### Texto base
====================
Agenda 09/02/2018 às 10:22

O presente artigo trata-se de um estudo sobre a eficiência e validade das Cortes de Arbitragem em face das inúmeras denúncias de casos de evidente parcialidade e ilegalidade de algumas de suas decisões.

As Cortes de Arbitragem surgiram como um ótimo meio de desafogar a Justiça Estatal, com o fim de ser acionada para dirimir pequenas lides que surgirem entre partes de um contrato em decorrência do negócio jurídico em especial.

Acontece que, no Brasil, como quase tudo que no papel é lindo, na prática acabou sendo desvirtuado por pessoas de má-fé.

A ideia da corte de arbitragem era que duas partes, seja na hora de assinar um contrato, ou posteriormente quando surgisse uma desavença, sentassem e escolhessem, de comum acordo, com livre e espontânea vontade, uma corte de sua confiança, que ambos conhecem e confiam, para dirimir a lide. Mas não é isso que ocorre na prática.

Esta escolha pode ser feita já no contrato pactuado entre as partes, onde estas iriam eleger a Corte em especial para dirimir a lide que por ventura surgisse. A cláusula que dispor sobre esta eleição é chamada de Cláusula Compromissória. Uma vez presente no contrato, teoricamente as partes não poderiam se valer da Justiça Estatal para dirimir suas lides decorrentes deste contrato.

Acontece que as Cortes de Arbitragem hoje são utilizadas por grandes empresas que elegem uma destas EMPRESAS PRIVADAS específicas para dirimir TODOS E QUAISQUER litígios que vierem a surgir de seus contratos, apenas a mencionando em suas minutas, sem que a outra parte faça a menor ideia do que se trata.

Quando a relação é de consumo, habitualmente a cláusula compromissória é imposta ao consumidor, já que se trata de contratos de adesão, sem dar a parte mais fraca qualquer possibilidade de questionamento.

Levando em consideração a grande importância desta cláusula, o artigo 4º, § 2º, da Lei nº 9.307/96, estipula requisitos que a Cláusula Compromissória precisa preencher para ter validade.

Art. 4º A cláusula compromissória é a convenção através da qual as partes em um contrato comprometem-se a submeter à arbitragem os litígios que possam vir a surgir, relativamente a tal contrato.

§ 1º A cláusula compromissória deve ser estipulada por escrito, podendo estar inserta no próprio contrato ou em documento apartado que a ele se refira.

§ 2º Nos contratos de adesão, a cláusula compromissória só terá eficácia se o aderente tomar a iniciativa de instituir a arbitragem ou concordar, expressamente, com a sua instituição, desde que por escrito em documento anexo ou em negrito, com a assinatura ou visto especialmente para essa cláusula.
====================
### Material apresentado
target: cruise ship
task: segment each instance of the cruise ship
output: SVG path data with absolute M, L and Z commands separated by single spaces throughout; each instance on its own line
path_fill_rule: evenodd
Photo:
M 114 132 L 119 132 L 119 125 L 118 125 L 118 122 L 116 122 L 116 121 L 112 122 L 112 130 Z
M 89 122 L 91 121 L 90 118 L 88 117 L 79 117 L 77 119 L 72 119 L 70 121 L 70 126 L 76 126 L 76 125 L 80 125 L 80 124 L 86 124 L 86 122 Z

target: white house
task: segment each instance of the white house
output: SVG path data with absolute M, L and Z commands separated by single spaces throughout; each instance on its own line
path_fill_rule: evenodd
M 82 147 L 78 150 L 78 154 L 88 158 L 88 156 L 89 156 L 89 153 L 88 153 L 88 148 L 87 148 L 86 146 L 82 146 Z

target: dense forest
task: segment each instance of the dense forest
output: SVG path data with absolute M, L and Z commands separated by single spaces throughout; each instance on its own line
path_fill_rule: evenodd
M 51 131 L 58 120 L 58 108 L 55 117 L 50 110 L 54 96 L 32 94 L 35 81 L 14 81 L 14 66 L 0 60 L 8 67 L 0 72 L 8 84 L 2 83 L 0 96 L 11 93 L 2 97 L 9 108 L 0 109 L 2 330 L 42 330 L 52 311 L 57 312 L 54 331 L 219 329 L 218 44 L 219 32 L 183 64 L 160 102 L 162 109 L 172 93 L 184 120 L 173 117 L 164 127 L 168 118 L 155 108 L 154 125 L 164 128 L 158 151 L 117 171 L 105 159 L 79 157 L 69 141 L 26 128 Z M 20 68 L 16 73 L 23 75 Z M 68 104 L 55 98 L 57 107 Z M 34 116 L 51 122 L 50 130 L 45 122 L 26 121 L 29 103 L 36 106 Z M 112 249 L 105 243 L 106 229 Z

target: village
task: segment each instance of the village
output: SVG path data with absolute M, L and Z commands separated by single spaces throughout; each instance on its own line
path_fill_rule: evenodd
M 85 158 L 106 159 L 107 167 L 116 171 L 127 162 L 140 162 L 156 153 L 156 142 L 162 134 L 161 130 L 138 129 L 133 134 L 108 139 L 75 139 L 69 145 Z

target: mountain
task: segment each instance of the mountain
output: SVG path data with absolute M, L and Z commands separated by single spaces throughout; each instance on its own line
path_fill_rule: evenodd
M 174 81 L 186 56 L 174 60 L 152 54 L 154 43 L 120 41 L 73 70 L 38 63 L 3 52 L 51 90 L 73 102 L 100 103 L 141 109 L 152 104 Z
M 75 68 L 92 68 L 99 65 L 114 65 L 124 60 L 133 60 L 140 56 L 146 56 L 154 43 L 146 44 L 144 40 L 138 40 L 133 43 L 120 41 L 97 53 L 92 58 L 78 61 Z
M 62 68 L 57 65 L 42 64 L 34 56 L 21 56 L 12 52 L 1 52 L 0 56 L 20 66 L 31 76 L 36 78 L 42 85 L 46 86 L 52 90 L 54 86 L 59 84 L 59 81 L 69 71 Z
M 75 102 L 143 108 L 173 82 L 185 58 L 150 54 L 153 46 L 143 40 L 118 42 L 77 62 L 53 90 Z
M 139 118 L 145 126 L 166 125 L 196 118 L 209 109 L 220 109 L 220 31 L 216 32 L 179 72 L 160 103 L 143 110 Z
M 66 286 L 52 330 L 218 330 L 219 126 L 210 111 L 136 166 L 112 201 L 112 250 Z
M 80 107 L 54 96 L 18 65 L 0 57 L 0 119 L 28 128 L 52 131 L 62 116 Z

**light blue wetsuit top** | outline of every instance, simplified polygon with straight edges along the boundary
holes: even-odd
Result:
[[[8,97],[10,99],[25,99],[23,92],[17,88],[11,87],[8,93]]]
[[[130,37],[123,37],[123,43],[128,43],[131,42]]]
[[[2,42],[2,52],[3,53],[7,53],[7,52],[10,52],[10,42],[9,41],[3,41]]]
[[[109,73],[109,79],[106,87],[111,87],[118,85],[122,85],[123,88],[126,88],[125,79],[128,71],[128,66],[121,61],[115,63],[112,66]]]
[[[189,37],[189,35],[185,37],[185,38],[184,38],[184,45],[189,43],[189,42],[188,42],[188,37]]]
====================
### Enunciado do problema
Devolva, sem nenhuma alteração, tudo o que vai de "Levando em consideração" até "para ter validade." no texto sobre as Cortes de Arbitragem. Responda com base somente no texto sobre as Cortes de Arbitragem.

### Resolução da tarefa
Levando em consideração a grande importância desta cláusula, o artigo 4º, § 2º, da Lei nº 9.307/96, estipula requisitos que a Cláusula Compromissória precisa preencher para ter validade.